(Dataset records Opens)

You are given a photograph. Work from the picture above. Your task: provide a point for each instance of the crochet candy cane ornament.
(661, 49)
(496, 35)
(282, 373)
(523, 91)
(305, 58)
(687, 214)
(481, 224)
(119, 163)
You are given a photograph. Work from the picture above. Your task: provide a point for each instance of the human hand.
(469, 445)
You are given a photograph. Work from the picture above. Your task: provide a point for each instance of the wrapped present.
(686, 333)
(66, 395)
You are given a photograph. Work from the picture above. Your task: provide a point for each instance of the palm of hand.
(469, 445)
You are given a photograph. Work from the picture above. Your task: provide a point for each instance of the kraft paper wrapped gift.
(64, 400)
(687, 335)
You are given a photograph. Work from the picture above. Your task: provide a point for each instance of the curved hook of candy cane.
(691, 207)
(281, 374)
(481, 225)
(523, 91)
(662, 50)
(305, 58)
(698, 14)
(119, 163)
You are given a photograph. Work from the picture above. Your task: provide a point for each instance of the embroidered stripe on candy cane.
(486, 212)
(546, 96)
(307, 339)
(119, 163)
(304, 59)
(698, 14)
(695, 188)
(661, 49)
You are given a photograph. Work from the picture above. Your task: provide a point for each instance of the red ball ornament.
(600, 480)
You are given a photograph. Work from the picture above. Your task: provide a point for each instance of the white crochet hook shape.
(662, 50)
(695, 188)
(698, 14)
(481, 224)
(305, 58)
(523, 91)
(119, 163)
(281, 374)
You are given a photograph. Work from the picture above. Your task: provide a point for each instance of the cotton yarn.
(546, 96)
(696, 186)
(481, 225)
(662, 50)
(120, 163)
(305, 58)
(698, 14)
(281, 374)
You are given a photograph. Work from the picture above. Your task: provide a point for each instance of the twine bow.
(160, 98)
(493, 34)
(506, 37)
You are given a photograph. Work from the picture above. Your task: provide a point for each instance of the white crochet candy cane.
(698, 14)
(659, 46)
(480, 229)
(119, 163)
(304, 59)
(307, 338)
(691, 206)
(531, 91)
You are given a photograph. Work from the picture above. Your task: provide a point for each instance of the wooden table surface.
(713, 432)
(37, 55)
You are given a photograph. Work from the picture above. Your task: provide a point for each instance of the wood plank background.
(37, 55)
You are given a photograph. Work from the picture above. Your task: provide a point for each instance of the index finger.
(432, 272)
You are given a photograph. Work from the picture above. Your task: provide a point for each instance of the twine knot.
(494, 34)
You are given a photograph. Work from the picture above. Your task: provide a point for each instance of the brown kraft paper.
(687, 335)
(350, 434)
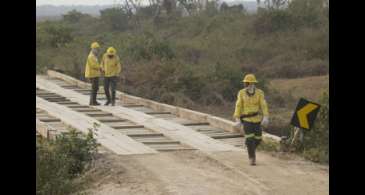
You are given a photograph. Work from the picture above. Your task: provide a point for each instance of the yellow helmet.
(111, 51)
(250, 78)
(95, 45)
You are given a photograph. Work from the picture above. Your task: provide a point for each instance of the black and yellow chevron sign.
(305, 114)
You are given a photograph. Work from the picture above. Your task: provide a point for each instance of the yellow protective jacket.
(92, 67)
(246, 104)
(112, 67)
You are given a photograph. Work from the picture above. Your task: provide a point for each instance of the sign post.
(303, 117)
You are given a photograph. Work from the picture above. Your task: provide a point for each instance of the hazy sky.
(83, 2)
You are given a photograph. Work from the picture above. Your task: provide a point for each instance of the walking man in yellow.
(92, 72)
(251, 111)
(111, 67)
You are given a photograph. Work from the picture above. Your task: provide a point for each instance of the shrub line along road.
(175, 155)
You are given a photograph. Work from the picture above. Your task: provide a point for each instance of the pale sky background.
(85, 2)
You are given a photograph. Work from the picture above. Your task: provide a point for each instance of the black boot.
(95, 103)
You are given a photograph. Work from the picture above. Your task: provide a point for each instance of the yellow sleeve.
(263, 105)
(238, 108)
(102, 63)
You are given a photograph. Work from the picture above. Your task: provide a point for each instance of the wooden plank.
(128, 126)
(77, 106)
(107, 136)
(144, 134)
(97, 114)
(161, 142)
(195, 124)
(49, 119)
(175, 131)
(109, 120)
(158, 112)
(181, 112)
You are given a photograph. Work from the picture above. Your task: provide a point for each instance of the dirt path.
(192, 172)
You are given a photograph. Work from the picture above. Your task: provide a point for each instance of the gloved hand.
(265, 121)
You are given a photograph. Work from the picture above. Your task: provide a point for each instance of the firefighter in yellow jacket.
(111, 67)
(92, 72)
(251, 111)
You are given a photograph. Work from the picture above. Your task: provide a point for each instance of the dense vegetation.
(59, 162)
(196, 60)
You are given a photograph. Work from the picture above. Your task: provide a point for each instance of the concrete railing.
(181, 112)
(45, 130)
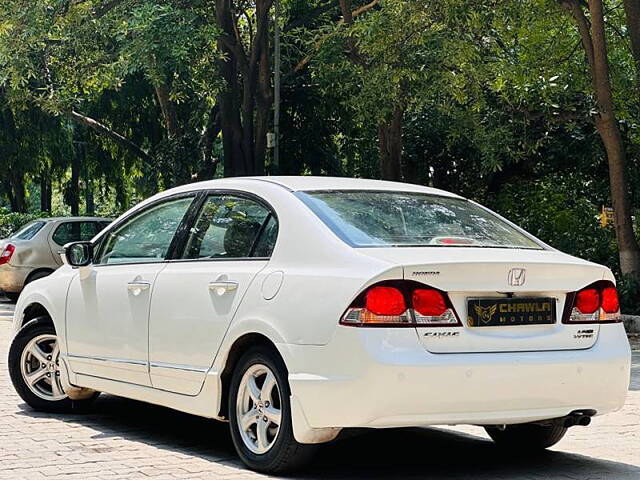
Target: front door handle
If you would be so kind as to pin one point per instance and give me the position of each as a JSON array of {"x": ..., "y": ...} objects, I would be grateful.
[
  {"x": 222, "y": 287},
  {"x": 138, "y": 286}
]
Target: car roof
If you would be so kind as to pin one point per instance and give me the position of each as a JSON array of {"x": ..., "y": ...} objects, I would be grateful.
[
  {"x": 312, "y": 183},
  {"x": 73, "y": 219}
]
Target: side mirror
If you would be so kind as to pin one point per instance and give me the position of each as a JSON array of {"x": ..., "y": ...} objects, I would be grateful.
[{"x": 77, "y": 254}]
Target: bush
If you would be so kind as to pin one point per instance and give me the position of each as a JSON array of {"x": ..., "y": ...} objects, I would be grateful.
[{"x": 11, "y": 222}]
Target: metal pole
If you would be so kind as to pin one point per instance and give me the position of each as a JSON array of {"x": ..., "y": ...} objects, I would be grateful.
[{"x": 276, "y": 91}]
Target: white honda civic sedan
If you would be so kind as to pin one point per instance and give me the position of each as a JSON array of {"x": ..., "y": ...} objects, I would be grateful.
[{"x": 295, "y": 307}]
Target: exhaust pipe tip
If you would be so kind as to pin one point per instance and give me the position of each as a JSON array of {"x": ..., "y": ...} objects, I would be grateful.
[{"x": 584, "y": 421}]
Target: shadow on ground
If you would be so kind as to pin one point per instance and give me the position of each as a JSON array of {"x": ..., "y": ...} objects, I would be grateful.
[{"x": 395, "y": 453}]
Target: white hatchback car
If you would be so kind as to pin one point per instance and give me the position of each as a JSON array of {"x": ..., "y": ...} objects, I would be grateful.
[{"x": 295, "y": 307}]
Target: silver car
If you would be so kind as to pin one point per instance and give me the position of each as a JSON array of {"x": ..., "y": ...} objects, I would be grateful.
[{"x": 32, "y": 252}]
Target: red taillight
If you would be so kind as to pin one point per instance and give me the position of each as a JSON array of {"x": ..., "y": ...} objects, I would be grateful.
[
  {"x": 400, "y": 303},
  {"x": 385, "y": 301},
  {"x": 588, "y": 300},
  {"x": 610, "y": 302},
  {"x": 6, "y": 254},
  {"x": 597, "y": 303},
  {"x": 429, "y": 302}
]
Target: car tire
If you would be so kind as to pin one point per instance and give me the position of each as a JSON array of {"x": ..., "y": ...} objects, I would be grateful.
[
  {"x": 527, "y": 436},
  {"x": 260, "y": 392},
  {"x": 13, "y": 297},
  {"x": 34, "y": 368}
]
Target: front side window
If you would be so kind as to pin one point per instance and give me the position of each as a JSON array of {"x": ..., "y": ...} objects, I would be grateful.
[
  {"x": 76, "y": 232},
  {"x": 147, "y": 236},
  {"x": 228, "y": 226},
  {"x": 404, "y": 219},
  {"x": 28, "y": 231}
]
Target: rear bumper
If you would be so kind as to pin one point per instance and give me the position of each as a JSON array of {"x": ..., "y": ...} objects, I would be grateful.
[
  {"x": 12, "y": 278},
  {"x": 386, "y": 378}
]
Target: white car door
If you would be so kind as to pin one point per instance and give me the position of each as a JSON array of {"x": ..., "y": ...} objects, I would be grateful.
[
  {"x": 108, "y": 302},
  {"x": 197, "y": 294}
]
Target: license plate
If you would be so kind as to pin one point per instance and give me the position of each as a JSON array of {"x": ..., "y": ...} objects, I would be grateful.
[{"x": 503, "y": 312}]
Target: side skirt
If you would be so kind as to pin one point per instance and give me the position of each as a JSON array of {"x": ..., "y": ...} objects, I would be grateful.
[{"x": 204, "y": 404}]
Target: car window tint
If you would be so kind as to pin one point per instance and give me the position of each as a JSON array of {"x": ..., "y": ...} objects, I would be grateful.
[
  {"x": 76, "y": 232},
  {"x": 267, "y": 240},
  {"x": 147, "y": 236},
  {"x": 226, "y": 227},
  {"x": 28, "y": 231},
  {"x": 398, "y": 219}
]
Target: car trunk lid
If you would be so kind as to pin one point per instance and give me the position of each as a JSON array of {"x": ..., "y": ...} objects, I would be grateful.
[{"x": 494, "y": 274}]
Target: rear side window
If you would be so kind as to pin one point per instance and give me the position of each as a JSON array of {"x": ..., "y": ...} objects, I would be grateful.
[
  {"x": 146, "y": 236},
  {"x": 230, "y": 227},
  {"x": 406, "y": 219},
  {"x": 76, "y": 232},
  {"x": 28, "y": 231}
]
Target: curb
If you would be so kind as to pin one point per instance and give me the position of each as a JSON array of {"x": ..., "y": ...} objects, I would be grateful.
[{"x": 631, "y": 323}]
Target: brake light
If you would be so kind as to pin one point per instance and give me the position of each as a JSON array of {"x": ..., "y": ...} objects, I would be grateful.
[
  {"x": 385, "y": 301},
  {"x": 588, "y": 300},
  {"x": 400, "y": 303},
  {"x": 7, "y": 253},
  {"x": 597, "y": 303},
  {"x": 610, "y": 302},
  {"x": 429, "y": 302}
]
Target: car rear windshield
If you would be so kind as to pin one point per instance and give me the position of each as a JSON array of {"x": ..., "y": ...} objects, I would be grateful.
[
  {"x": 28, "y": 231},
  {"x": 399, "y": 219}
]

(Dataset records Closes)

### What needs to be done
Each line from the one holding "Target: car rear windshield" through the last line of the data is to be transcribed exactly, with nothing else added.

### Answer to the exercise
Target: car rear windshield
If you would be so kind as to pin one point per instance and give me the position of each as a JSON array of {"x": ..., "y": ...} objects, I would be grateful.
[
  {"x": 28, "y": 231},
  {"x": 399, "y": 219}
]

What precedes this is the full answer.